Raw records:
+===+

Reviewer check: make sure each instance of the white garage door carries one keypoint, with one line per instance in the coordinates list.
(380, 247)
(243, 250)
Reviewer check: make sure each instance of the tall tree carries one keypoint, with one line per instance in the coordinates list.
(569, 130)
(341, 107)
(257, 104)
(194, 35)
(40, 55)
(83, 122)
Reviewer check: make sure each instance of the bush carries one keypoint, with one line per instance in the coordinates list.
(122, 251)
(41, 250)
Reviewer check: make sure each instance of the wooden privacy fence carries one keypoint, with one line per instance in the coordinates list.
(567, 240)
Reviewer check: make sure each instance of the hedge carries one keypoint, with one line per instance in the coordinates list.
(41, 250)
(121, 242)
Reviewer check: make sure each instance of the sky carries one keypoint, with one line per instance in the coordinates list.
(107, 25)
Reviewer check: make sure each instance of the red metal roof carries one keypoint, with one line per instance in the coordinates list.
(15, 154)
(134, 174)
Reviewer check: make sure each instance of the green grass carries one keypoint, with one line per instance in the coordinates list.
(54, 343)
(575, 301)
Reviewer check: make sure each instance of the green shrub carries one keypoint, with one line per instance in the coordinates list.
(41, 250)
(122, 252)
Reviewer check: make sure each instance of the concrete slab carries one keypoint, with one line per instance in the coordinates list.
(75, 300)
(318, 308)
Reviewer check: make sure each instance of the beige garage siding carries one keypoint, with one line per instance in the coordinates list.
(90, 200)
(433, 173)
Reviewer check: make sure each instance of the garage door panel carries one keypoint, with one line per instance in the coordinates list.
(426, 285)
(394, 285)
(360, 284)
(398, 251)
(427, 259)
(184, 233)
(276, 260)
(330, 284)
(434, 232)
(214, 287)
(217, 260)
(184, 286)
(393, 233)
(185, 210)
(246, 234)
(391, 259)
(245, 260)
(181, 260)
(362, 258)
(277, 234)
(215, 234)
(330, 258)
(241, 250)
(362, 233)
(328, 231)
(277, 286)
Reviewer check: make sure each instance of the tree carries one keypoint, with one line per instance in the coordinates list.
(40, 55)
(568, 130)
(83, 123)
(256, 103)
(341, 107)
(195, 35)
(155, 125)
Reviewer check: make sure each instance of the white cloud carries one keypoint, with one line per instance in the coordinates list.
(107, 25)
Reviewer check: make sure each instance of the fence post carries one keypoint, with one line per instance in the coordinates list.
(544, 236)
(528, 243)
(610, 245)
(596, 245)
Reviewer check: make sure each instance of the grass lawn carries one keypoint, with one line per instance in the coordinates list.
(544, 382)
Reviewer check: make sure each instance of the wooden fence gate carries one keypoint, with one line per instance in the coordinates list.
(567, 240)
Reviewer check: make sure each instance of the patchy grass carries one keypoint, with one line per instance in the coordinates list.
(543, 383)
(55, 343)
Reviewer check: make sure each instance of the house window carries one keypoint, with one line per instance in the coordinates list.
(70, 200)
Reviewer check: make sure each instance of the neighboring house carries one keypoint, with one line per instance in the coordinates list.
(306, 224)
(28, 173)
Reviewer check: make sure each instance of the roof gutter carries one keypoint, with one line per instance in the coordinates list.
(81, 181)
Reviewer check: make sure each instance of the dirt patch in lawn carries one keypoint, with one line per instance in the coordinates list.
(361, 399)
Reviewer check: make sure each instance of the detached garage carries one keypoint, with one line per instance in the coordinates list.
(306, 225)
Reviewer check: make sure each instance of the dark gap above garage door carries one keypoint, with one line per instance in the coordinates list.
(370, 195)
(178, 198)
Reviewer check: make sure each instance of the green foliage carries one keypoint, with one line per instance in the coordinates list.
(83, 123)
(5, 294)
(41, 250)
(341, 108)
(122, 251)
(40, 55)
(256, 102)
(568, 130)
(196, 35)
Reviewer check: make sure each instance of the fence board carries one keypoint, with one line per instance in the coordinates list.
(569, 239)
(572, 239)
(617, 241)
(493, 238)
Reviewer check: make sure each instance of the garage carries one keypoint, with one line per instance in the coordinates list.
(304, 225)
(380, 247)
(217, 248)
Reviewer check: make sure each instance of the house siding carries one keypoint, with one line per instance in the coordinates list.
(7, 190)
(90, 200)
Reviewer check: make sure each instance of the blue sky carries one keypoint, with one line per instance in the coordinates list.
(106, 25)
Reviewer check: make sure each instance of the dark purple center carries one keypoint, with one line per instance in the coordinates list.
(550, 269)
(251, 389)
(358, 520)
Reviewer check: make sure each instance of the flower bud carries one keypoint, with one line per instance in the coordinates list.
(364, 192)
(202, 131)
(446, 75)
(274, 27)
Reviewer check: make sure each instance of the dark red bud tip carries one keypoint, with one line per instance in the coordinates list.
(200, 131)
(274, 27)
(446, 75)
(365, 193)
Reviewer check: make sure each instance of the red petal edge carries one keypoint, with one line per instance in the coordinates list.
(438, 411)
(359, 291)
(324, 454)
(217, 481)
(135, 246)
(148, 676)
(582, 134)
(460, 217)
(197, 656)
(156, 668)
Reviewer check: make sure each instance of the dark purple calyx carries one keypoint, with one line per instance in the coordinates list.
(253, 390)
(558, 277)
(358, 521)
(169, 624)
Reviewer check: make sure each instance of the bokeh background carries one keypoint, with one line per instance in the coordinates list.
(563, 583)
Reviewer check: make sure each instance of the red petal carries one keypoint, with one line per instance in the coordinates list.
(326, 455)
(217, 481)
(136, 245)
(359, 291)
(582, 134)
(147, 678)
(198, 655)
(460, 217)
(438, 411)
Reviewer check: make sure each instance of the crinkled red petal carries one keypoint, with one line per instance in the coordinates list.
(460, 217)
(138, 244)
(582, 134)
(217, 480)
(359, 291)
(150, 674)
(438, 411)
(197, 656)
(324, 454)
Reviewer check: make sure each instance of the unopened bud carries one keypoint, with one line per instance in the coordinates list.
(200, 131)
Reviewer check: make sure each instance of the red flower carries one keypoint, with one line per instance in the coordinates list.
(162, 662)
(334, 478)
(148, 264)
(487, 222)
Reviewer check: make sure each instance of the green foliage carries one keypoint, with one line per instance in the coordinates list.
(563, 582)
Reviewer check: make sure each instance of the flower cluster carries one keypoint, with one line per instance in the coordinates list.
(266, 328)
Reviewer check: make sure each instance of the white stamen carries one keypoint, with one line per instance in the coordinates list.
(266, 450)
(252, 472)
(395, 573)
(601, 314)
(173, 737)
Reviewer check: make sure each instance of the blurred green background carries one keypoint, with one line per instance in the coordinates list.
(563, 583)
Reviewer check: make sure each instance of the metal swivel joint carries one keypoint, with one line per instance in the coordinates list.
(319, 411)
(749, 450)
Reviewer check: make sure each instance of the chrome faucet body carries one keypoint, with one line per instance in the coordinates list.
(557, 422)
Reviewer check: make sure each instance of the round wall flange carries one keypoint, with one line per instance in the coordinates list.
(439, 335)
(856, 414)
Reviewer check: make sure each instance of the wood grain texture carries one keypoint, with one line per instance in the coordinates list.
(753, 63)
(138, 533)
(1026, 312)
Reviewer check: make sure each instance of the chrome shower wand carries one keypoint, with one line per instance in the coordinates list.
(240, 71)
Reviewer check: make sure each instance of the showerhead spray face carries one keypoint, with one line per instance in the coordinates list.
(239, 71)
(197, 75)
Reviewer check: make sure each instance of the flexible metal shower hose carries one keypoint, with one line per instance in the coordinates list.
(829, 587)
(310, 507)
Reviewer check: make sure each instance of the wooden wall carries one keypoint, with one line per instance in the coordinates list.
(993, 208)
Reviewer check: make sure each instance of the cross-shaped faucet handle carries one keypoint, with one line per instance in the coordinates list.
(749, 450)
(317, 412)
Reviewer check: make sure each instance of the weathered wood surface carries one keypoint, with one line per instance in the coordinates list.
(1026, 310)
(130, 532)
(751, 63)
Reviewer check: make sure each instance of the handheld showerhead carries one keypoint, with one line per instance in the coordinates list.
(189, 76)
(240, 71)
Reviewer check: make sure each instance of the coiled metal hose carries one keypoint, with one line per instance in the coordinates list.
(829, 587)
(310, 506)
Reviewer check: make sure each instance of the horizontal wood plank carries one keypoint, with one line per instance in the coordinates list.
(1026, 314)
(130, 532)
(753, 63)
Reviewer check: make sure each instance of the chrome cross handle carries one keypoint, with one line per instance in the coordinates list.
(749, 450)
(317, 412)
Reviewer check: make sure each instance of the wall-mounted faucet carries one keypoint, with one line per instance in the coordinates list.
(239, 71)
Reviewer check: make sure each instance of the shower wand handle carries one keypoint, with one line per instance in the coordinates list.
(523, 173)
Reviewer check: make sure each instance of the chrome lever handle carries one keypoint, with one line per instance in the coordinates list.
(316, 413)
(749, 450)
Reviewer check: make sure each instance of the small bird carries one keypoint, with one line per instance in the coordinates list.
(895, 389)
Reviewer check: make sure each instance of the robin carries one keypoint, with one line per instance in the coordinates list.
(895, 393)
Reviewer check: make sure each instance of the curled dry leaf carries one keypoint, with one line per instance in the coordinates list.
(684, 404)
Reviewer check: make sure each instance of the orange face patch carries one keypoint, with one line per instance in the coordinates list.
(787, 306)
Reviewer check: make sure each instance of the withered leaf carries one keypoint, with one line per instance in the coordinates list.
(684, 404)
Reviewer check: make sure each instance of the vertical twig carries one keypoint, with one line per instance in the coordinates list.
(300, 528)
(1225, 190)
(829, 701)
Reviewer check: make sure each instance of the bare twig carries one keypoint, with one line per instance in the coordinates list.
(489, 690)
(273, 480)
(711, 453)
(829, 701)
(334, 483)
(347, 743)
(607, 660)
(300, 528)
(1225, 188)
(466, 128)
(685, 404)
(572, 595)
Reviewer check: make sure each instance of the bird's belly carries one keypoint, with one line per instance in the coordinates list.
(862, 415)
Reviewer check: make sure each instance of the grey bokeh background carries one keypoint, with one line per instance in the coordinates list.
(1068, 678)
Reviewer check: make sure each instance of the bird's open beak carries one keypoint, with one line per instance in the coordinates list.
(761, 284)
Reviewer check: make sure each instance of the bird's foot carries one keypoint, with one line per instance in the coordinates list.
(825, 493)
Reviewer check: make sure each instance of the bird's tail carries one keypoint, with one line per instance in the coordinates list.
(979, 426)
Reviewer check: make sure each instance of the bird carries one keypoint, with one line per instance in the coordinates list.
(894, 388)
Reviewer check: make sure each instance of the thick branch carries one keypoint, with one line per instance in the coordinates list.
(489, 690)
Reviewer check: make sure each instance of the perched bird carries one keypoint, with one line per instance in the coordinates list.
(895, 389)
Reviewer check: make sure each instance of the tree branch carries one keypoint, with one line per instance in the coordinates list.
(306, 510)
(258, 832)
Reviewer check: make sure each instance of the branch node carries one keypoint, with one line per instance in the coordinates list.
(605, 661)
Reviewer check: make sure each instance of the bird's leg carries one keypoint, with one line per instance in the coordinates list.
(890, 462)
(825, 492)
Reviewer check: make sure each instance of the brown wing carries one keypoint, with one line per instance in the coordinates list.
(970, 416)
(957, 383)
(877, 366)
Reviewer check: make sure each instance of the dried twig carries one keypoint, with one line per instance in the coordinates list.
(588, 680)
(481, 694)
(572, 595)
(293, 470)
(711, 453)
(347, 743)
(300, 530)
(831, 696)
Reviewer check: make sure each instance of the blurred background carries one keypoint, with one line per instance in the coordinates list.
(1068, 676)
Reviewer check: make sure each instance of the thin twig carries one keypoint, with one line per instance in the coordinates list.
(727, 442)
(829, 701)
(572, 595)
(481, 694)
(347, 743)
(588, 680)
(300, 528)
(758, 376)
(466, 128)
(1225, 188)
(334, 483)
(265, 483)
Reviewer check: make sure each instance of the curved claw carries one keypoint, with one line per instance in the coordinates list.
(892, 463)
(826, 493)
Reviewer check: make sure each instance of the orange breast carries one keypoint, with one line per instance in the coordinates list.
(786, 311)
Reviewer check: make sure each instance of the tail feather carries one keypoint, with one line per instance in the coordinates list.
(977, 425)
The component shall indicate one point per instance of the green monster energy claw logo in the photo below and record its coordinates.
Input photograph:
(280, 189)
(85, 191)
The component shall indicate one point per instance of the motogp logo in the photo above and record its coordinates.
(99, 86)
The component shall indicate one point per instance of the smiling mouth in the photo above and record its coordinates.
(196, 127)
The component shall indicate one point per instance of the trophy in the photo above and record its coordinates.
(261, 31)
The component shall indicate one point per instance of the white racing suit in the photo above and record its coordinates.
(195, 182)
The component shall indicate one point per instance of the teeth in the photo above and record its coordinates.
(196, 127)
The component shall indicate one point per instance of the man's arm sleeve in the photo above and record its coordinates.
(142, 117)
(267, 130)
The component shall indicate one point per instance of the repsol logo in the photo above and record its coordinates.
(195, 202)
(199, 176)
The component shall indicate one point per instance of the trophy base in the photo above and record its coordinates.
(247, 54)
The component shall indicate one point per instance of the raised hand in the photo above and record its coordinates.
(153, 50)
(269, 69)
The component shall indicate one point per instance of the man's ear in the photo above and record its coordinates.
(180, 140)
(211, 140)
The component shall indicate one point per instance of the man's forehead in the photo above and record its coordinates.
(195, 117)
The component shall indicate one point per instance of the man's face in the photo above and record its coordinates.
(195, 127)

+===+

Task
Your answer should consist only of the lines from the one with "Reviewer check: make sure each instance of the curved" through the end of the data above, reproduced exactly.

Answer
Reviewer check: make sure each instance of the curved claw carries one keypoint, with one line per instance in the coordinates list.
(892, 463)
(826, 493)
Reviewer check: make sure each instance of the orange breast carries one keypoint, with one line per instance in the coordinates list.
(786, 311)
Reviewer check: make sure each instance of the tail feather carries one keypoint, with one line per instance in the coordinates list.
(977, 425)
The component shall indicate one point per instance of the green monster energy claw logo in the photo below and record its coordinates.
Input photograph:
(280, 189)
(85, 191)
The component shall indicate one point per instance of the motogp logo in the photo above and record its coordinates.
(99, 86)
The component shall indicate one point per instance of the smiling mouth in the photo above and record its coordinates.
(196, 127)
The component shall indicate one point per instance of the trophy in the photo above and record its coordinates.
(261, 31)
The component shall indicate one point per instance of the white racing suit in the photo above and record its coordinates.
(195, 182)
The component shall indicate one point per instance of the teeth in the photo above and record its coordinates.
(196, 127)
The component shall indicate one point per instance of the man's arm sleeve in the photo above and record its coordinates.
(142, 117)
(267, 130)
The component shall indicate one point per instance of the repsol logo in the photo above and record its coordinates.
(195, 202)
(199, 176)
The component shall indicate one point per instance of the trophy base in the photo above and record its coordinates.
(247, 54)
The component shall indicate one point per instance of the raised hand in the photo above and record its coordinates.
(153, 50)
(269, 69)
The component shall indicate one point per instance of the man's ear in the photo above and record its coordinates.
(180, 140)
(211, 140)
The component shall indicate one point per instance of the man's forehead in the photo above and record its coordinates.
(195, 117)
The component shall indicate one point per instance of the man's face in the photo above and record its coordinates.
(195, 127)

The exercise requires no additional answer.